-- start DATA FOR PROCESSING --

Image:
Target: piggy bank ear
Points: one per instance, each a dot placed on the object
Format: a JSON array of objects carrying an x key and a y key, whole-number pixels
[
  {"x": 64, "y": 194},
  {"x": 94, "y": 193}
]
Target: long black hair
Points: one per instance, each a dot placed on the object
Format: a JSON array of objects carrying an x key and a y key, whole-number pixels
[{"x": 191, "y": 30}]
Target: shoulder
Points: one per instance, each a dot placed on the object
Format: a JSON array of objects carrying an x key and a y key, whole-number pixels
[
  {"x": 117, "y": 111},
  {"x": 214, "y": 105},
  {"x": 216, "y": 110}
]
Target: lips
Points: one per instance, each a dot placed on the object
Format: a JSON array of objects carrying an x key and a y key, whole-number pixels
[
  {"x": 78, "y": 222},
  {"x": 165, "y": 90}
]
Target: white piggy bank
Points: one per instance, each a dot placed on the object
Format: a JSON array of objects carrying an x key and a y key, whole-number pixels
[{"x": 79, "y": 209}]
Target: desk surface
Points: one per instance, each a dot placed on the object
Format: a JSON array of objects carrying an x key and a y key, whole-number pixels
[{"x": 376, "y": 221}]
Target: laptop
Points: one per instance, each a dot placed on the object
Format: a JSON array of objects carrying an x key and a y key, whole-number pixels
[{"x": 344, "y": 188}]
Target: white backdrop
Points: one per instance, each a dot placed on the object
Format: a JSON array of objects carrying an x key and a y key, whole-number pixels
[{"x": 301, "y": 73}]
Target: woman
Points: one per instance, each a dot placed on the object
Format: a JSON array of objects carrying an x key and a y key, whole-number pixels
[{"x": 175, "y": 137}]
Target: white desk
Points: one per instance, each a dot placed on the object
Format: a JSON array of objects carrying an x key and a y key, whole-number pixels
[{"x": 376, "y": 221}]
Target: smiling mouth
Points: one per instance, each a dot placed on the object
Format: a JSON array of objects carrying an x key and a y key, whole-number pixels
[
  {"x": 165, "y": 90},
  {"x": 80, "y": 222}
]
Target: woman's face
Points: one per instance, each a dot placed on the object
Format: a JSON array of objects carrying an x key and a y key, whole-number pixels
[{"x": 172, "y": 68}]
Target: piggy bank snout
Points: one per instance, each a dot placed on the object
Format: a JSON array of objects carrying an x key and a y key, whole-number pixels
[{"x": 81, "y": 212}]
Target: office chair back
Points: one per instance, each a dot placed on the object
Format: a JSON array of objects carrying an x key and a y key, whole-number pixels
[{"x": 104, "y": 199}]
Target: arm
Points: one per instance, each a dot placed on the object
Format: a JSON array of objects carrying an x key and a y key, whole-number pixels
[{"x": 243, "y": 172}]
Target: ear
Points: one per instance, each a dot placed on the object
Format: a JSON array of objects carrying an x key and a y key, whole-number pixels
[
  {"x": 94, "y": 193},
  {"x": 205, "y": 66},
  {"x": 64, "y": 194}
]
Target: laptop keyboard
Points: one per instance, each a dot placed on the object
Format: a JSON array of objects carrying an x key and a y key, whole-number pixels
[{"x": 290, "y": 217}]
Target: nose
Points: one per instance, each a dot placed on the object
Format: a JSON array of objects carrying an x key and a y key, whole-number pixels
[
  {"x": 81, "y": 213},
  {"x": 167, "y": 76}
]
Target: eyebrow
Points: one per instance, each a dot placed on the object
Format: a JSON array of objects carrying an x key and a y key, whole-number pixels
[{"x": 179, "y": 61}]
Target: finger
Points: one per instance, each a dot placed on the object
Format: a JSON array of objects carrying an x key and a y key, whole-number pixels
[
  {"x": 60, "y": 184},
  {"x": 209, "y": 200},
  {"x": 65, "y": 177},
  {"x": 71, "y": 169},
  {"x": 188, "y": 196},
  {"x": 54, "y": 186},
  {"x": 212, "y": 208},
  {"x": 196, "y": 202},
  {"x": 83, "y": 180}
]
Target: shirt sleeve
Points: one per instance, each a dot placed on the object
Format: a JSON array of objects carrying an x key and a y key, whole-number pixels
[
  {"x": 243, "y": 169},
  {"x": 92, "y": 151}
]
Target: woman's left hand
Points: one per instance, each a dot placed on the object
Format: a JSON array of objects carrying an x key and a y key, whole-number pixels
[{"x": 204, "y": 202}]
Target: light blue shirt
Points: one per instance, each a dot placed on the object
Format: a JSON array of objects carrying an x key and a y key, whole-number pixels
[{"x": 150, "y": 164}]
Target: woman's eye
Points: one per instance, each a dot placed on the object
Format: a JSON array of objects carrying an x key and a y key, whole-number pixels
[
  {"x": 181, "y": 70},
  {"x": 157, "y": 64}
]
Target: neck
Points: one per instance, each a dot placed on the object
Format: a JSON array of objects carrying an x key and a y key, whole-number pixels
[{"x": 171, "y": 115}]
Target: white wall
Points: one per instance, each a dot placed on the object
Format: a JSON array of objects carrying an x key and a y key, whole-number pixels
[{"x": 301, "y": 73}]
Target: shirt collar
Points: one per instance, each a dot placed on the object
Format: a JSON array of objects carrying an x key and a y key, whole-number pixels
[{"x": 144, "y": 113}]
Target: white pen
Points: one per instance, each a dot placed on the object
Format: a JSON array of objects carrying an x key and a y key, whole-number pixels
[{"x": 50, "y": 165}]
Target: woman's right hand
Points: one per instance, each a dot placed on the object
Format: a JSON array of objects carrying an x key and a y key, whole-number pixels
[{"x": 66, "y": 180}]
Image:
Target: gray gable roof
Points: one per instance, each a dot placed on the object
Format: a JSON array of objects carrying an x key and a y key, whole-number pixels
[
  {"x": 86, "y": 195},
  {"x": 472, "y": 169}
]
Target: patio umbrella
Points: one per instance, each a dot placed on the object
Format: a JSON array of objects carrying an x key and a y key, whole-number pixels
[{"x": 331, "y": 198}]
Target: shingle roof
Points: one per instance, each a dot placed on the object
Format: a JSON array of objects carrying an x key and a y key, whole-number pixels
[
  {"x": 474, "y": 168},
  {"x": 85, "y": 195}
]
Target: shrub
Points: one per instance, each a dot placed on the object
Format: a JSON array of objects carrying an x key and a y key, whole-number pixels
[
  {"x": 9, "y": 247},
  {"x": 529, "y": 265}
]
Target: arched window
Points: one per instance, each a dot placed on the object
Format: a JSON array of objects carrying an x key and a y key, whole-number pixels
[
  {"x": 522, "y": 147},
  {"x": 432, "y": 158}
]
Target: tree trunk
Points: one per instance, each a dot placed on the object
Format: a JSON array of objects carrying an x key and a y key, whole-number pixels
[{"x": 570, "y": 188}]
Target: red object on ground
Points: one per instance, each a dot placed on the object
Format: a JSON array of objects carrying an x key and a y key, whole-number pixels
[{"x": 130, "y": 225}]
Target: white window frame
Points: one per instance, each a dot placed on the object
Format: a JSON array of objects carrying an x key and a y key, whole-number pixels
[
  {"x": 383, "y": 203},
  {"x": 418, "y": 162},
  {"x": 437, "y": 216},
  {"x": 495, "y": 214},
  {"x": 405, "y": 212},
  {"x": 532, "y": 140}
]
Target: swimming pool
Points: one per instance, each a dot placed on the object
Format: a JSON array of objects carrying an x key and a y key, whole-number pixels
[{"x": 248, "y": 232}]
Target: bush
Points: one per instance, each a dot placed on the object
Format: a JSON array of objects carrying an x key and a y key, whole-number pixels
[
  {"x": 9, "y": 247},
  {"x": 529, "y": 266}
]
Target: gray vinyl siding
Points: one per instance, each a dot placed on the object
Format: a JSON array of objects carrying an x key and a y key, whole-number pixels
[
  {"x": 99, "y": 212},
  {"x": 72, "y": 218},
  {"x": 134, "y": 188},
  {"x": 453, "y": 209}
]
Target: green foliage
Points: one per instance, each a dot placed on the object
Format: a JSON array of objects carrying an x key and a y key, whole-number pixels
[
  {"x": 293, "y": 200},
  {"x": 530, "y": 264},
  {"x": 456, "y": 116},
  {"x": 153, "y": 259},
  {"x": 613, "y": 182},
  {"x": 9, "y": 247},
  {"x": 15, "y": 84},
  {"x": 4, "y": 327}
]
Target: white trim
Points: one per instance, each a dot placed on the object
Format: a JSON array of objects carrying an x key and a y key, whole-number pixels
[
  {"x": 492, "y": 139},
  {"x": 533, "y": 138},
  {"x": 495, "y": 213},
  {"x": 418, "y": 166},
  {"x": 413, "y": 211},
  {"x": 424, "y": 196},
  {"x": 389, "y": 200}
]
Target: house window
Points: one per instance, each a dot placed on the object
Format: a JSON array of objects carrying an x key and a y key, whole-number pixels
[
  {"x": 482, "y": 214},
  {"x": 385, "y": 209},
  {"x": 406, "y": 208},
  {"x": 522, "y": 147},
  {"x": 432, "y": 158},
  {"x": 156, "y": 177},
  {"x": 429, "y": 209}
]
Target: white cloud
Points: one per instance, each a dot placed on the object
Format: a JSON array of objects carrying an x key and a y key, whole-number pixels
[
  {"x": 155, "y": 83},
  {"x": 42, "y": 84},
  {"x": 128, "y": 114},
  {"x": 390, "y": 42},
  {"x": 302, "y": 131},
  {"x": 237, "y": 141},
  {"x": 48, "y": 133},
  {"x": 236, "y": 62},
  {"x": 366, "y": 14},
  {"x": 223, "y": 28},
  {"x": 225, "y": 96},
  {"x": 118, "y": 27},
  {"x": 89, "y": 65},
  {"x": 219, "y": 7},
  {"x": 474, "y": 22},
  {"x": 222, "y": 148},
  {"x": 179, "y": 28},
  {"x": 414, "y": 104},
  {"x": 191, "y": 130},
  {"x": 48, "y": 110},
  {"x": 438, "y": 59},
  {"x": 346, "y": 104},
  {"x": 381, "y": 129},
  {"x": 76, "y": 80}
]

-- end DATA FOR PROCESSING --

* **STATED PROBLEM**
List each line in the items above that contains the word "desk", matching its capitalization exactly.

* **ANSWER TO THIS EXERCISE**
Target: desk surface
Target: white desk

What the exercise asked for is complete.